Your response should be every line from the entries that includes the string "clock".

[Collected data]
>>>

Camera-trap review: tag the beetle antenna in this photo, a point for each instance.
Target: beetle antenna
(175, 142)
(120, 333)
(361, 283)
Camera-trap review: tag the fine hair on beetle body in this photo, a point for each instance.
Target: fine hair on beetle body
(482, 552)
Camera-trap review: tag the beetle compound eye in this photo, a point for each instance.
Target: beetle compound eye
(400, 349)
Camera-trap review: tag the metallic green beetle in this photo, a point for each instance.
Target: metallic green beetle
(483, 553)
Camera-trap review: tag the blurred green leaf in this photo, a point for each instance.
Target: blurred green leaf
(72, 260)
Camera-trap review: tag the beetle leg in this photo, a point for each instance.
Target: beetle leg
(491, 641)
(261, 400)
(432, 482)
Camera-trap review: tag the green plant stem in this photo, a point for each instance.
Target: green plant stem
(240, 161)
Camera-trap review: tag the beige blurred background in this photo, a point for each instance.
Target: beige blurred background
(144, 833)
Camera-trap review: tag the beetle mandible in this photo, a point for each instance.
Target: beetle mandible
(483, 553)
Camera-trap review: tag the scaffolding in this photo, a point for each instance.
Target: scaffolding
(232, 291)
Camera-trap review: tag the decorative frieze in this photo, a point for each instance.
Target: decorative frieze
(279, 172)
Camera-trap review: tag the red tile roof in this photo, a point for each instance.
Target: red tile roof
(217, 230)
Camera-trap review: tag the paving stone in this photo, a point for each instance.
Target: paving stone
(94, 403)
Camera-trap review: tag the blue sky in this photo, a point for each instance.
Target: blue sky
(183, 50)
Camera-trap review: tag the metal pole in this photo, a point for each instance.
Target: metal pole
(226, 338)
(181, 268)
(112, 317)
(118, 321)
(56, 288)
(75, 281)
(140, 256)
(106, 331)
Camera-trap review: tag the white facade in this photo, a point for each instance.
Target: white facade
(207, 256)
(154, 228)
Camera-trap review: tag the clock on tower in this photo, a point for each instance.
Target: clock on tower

<<<

_Finished exercise_
Camera-trap review: tag the clock on tower in this photo, a point for each instance.
Target: clock on tower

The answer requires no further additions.